» **Data for the task**:

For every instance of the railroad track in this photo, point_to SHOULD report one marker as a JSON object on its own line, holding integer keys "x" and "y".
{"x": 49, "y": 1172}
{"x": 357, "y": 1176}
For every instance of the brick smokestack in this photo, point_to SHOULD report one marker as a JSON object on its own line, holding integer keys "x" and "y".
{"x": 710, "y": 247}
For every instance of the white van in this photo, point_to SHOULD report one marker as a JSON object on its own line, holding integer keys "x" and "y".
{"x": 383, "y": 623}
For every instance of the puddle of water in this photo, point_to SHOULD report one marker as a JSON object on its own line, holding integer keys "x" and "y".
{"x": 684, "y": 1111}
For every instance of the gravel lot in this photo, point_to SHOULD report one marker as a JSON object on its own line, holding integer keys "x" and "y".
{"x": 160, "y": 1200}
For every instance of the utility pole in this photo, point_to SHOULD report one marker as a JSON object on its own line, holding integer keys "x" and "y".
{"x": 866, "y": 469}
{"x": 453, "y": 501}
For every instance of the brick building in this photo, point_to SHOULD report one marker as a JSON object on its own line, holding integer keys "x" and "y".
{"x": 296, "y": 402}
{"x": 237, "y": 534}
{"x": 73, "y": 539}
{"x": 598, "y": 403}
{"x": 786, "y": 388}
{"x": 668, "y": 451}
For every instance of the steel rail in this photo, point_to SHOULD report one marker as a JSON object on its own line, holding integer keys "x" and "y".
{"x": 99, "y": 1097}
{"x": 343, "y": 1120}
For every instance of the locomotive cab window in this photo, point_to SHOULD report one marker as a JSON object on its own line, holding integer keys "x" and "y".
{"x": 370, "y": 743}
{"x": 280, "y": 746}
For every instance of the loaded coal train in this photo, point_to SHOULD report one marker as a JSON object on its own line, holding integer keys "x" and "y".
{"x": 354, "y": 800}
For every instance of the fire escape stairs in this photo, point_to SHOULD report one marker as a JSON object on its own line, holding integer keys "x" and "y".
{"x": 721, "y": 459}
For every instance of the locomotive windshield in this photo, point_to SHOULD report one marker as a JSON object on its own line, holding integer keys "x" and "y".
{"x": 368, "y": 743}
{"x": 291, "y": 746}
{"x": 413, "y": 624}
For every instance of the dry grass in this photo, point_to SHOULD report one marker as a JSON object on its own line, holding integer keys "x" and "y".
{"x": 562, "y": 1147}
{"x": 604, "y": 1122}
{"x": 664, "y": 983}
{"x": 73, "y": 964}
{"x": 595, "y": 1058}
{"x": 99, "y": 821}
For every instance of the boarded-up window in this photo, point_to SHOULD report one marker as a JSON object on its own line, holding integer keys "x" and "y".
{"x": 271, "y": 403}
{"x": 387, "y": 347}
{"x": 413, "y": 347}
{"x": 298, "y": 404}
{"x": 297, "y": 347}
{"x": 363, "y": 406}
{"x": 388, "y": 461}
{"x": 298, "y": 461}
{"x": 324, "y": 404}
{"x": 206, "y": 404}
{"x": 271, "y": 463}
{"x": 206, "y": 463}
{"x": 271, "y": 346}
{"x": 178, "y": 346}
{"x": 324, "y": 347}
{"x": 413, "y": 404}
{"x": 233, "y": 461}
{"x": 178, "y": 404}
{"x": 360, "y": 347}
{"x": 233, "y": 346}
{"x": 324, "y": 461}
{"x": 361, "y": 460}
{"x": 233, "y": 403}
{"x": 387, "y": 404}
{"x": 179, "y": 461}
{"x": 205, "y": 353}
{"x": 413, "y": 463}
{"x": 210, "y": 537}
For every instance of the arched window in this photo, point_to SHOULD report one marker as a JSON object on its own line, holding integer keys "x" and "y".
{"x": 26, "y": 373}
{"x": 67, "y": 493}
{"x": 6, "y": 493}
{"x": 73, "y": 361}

» **What you will do**: An exact repetition of the data above is all that is needed.

» **Answer section**:
For every instance of the railroad track in this photo, point_to SHOULD report one marker as a JSON object on its own line, holding integer keys "x" and "y".
{"x": 49, "y": 1172}
{"x": 357, "y": 1176}
For every instance of the brick smokestack in this photo, point_to SHOULD report one marker as a JSON object on its own line, holding integer keys "x" and "y".
{"x": 710, "y": 247}
For every instance of the white van in this photo, point_to SHOULD report one marker as a JSON object on its own line, holding integer keys "x" and "y".
{"x": 383, "y": 623}
For every instance of the puddle of water in this photo, point_to SHOULD report one marker as a JSON object on its own line, holding integer keys "x" and "y".
{"x": 684, "y": 1111}
For every instance of the gravel lot in this photo, point_to SHOULD report one marker as a JSON object on its own line, holding integer keys "x" and "y".
{"x": 160, "y": 1200}
For every instance of the utility pole in this photo, point_to SHOULD report one marker as a JSON object on its own line, holding integer keys "x" and "y".
{"x": 866, "y": 469}
{"x": 453, "y": 501}
For every instance of the brick building in this photo, point_to SHOULD report one marker as a JSON object on its own line, holding integer keys "x" and "y".
{"x": 296, "y": 402}
{"x": 237, "y": 534}
{"x": 73, "y": 539}
{"x": 598, "y": 403}
{"x": 786, "y": 388}
{"x": 668, "y": 451}
For every instance of the steel rail in this photo, point_to SHOULD report one marker as a JSON object on its own line, holding integer keys "x" and "y".
{"x": 99, "y": 1097}
{"x": 343, "y": 1120}
For every instance of the locomotive cab window in this photo, point_to SHOULD report one marker as a JSON object on its own line, holding integer keys "x" and "y".
{"x": 370, "y": 743}
{"x": 280, "y": 746}
For every instance of the loaded coal train in this photo, point_to SHOULD report one marker as a JSON object on its own line, holding integer keys "x" and "y".
{"x": 354, "y": 800}
For every instance of the fire escape stairs in this photo, point_to SHOULD report one marker as a JSON object on its own line, holding integer keys "x" and "y".
{"x": 721, "y": 459}
For every instance of the locomotive windshield in this photo, point_to SHOULD report one marker as a JSON object on its own line, holding integer keys "x" and "y".
{"x": 368, "y": 743}
{"x": 291, "y": 746}
{"x": 413, "y": 624}
For every instance of the dry grass in this photo, point_to SHOULD report one marker as a JSON object on its own line, holding integer keys "x" and "y".
{"x": 562, "y": 1147}
{"x": 604, "y": 1122}
{"x": 664, "y": 983}
{"x": 73, "y": 964}
{"x": 595, "y": 1058}
{"x": 99, "y": 821}
For every instance of the boarded-up window in this photo, point_to SHOULD report one marker as a JSON object on its own line, holding integer keys "x" and "y".
{"x": 271, "y": 403}
{"x": 387, "y": 347}
{"x": 413, "y": 347}
{"x": 298, "y": 404}
{"x": 297, "y": 347}
{"x": 363, "y": 406}
{"x": 388, "y": 461}
{"x": 298, "y": 461}
{"x": 324, "y": 404}
{"x": 206, "y": 404}
{"x": 271, "y": 463}
{"x": 206, "y": 463}
{"x": 271, "y": 346}
{"x": 178, "y": 346}
{"x": 324, "y": 347}
{"x": 413, "y": 404}
{"x": 233, "y": 461}
{"x": 178, "y": 404}
{"x": 360, "y": 347}
{"x": 233, "y": 346}
{"x": 324, "y": 461}
{"x": 361, "y": 460}
{"x": 233, "y": 403}
{"x": 387, "y": 404}
{"x": 179, "y": 461}
{"x": 205, "y": 353}
{"x": 413, "y": 463}
{"x": 210, "y": 537}
For every instance of the arched window in this photo, point_to SHOULD report one marker as a JSON object on its own line, holding integer keys "x" and "y".
{"x": 26, "y": 373}
{"x": 67, "y": 493}
{"x": 6, "y": 493}
{"x": 73, "y": 361}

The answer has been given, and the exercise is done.